=== FRAGMENT ŹRÓDŁOWY ===

Wzdłuż rzeki
W miniony weekend zapuściliśmy się trzyosobowym zespołem organizatorów wyprawy wzdłuż rzeki. Zrobiliśmy rekonesans. Wyruszyliśmy z Łodzi w stronę morza – dojechaliśmy aż do Polic. Łącznie przejechaliśmy 1 200 kilometrów.
Małe odkrycia
Jednym z celów wyprawy jest udowodnienie, że Łódź ma dostęp do morza. Chcemy „przetrzeć” szlak wodny z naszego miasta i tym samym rozpocząć starania o utworzenie Łódzkiego Szlaku Kajakowego, być może pod nazwą „Szlak 600-lecia Łodzi„. Zakładamy więc, że odkryjemy i opiszemy po drodze dużo ciekawostek – atrakcji. Jedną z pierwszych była krótka wizyta w miejscowości o nazwie … Ner. „Ten” Ner leży w gminie Wartkowice.

Dawno też nie widzieliśmy tak wysokiego poziomu wody w Rzece Ner… Tu, niedaleko wsi Parski – Ner wyglądał 11 marca niczym autostrada…

Ciekawi ludzie
Po drodze nad morze spotkaliśmy kilku ciekawych ludzi, którzy zaoferowali nam pomoc w trakcie kwietniowej wyprawy. Począwszy od udzielania schronienia pod własnym dachem, przez pomoc w znalezieniu miejsc noclegowych np. w remizach strażackich czy w parafiach – po towarzyszenie nam na wodzie. Nasi nowi kompani to: Pan Arkadiusz Piwosz z Rogalinka, który pływa Wartą 100 kilometrów w 12 godzin i chce taki sam dystans przepłynąć z nami. Irek Burzych z Polic chce się przyłączyć już w Kostrzynie nad Odrą i płynąć z nami aż do Wolina, ubezpieczając nas podczas przeprawy przez Zalew Szczeciński. Wielu innych kajakarzy (i nie tylko) poznamy zapewne w trakcie wyprawy.

=== DOSTARCZONE WPISY ===

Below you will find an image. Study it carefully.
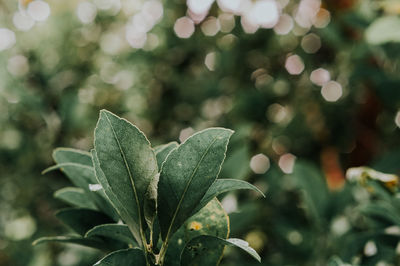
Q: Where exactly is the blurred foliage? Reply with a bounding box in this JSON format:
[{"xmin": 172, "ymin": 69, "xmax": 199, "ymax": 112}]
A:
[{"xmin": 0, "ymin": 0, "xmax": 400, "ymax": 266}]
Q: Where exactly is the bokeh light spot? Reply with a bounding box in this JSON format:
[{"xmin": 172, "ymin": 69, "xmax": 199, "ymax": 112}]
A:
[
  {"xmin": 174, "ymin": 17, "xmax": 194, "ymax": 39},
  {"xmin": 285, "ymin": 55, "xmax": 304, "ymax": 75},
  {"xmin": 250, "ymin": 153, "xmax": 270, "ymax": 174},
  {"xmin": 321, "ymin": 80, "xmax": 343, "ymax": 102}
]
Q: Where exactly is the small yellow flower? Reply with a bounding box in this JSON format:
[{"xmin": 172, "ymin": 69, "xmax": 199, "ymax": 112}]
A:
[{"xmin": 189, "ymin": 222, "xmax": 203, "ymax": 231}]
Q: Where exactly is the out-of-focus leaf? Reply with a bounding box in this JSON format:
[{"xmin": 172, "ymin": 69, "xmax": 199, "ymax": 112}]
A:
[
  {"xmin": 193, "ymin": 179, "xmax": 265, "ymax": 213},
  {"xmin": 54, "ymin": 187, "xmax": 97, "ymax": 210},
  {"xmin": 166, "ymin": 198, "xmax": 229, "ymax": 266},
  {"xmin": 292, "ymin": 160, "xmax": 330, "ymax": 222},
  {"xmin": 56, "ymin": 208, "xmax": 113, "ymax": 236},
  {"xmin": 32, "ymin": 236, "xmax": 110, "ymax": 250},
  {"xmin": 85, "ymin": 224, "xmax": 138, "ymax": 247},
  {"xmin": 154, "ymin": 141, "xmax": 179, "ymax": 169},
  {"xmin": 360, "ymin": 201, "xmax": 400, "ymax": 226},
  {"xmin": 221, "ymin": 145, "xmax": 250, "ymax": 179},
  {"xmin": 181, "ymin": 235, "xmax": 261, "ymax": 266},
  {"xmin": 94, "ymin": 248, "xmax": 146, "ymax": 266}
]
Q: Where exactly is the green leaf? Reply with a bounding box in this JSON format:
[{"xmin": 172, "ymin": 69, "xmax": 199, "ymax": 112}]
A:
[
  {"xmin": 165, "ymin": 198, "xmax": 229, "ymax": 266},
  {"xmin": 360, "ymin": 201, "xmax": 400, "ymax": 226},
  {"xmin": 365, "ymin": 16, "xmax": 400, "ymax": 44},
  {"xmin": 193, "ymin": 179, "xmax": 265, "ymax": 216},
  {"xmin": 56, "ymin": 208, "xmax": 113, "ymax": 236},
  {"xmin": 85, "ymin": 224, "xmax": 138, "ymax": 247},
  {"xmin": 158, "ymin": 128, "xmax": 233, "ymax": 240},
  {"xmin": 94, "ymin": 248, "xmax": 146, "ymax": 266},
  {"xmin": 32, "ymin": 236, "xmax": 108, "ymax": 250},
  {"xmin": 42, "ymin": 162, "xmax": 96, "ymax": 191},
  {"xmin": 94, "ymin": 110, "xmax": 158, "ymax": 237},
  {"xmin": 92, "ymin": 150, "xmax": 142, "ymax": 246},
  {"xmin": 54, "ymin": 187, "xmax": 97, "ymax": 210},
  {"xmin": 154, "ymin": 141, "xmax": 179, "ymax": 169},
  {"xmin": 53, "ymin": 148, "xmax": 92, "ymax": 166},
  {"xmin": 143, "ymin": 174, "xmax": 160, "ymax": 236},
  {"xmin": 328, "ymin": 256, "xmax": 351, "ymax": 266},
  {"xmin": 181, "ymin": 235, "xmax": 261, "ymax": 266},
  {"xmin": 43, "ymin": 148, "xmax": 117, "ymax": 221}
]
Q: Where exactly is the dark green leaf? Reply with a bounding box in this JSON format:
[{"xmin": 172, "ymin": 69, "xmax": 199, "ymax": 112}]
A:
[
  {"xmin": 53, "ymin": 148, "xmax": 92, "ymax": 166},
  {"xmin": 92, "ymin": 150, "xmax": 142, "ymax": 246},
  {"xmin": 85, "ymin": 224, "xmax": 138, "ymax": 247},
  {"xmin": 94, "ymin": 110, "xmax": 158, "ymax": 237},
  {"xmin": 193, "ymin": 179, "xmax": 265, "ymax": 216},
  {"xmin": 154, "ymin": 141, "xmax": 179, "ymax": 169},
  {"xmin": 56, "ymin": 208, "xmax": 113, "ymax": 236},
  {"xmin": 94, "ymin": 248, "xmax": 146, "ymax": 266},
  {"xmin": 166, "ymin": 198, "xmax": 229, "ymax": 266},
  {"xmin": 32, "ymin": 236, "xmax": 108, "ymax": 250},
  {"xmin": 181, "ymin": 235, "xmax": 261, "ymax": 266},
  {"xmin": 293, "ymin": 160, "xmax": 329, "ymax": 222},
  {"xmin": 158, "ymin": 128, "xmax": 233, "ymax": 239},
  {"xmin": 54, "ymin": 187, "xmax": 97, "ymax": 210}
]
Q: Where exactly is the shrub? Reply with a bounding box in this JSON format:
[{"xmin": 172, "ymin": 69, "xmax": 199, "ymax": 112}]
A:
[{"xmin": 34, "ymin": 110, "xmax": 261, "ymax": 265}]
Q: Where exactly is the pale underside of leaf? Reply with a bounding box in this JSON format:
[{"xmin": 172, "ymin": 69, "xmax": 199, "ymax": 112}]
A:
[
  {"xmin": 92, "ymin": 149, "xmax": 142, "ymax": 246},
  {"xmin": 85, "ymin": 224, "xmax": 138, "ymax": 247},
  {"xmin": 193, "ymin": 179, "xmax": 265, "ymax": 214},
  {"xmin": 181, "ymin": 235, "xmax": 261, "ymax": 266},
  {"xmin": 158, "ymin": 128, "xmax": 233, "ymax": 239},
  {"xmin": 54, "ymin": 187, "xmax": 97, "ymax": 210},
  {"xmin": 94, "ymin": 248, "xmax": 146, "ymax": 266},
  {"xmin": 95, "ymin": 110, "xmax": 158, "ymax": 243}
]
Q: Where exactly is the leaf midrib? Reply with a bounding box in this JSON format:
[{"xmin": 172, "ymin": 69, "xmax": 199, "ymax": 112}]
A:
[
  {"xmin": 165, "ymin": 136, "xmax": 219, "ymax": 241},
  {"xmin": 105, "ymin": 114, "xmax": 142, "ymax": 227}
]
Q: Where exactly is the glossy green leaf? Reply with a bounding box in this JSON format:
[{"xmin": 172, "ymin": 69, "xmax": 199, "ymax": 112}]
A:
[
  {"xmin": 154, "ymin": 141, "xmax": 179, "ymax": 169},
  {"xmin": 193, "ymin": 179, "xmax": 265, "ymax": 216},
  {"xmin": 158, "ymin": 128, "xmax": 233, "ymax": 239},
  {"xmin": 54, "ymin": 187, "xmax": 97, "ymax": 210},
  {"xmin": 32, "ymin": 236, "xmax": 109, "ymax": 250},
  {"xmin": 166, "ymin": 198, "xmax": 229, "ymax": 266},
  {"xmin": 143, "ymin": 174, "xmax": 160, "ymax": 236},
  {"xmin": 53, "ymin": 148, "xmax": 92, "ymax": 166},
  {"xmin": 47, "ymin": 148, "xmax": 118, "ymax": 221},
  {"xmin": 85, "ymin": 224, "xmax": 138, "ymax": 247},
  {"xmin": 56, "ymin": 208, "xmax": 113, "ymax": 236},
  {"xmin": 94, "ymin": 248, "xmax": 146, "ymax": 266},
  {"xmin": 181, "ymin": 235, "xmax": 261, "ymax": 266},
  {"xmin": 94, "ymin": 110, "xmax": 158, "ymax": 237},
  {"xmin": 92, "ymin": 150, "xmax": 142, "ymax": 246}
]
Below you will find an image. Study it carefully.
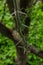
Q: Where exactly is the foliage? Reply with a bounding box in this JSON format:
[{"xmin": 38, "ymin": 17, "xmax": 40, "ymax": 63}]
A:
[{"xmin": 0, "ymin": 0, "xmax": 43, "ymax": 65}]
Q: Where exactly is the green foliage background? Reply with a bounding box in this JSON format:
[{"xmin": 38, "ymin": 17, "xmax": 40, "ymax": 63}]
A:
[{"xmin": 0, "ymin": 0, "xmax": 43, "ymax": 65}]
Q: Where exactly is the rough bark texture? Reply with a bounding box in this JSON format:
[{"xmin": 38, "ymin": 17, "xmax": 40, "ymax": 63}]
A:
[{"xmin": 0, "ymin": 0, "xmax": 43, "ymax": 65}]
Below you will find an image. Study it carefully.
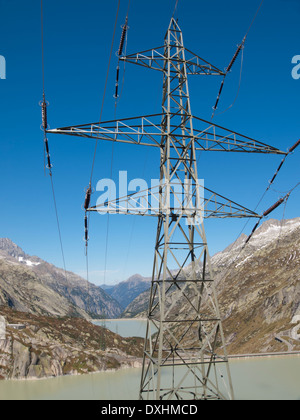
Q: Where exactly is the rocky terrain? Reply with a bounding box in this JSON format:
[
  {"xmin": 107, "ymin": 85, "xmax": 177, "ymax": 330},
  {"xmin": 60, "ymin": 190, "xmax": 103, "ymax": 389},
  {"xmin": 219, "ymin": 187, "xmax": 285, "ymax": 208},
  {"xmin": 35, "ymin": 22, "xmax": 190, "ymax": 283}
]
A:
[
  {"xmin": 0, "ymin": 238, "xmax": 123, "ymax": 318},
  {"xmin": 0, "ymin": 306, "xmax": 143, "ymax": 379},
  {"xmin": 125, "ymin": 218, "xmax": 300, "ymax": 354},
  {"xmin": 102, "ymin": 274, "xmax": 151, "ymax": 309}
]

===

TREŚĆ POLECENIA 1 -
Ile kilometrów łącznie przejechał zespół podczas rekonesansu opisanego we fragmencie źródłowym?
TREŚĆ POLECENIA 2 -
Oceń, czy poniższe zdania są zgodne z fragmentem źródłowym. Przy każdym odpowiedz „tak” lub „nie” i przytocz dokładnie rozstrzygające słowa tekstu.
(a) Zespół wyruszył z Łodzi w kierunku morza.
(b) Miejscowość Ner leży w gminie Parski.
(c) Irek Burzych chce płynąć z zespołem aż do Wolina.
TREŚĆ POLECENIA 3 -
Wypisz wszystkie formy pomocy, które według fragmentu źródłowego zaoferowali ludzie spotkani po drodze nad morze.
Wpisy nie mają tu żadnego znaczenia.

OCZEKIWANA ODPOWIEDŹ 1 -
Zespół przejechał łącznie 1 200 kilometrów.

OCZEKIWANA ODPOWIEDŹ 2 -
(a) Tak: „Wyruszyliśmy z Łodzi w stronę morza”.
(b) Nie: „„Ten” Ner leży w gminie Wartkowice”.
(c) Tak: „płynąć z nami aż do Wolina”.

OCZEKIWANA ODPOWIEDŹ 3 -
Udzielanie schronienia pod własnym dachem; pomoc w znalezieniu miejsc noclegowych, np. w remizach strażackich czy w parafiach; towarzyszenie zespołowi na wodzie.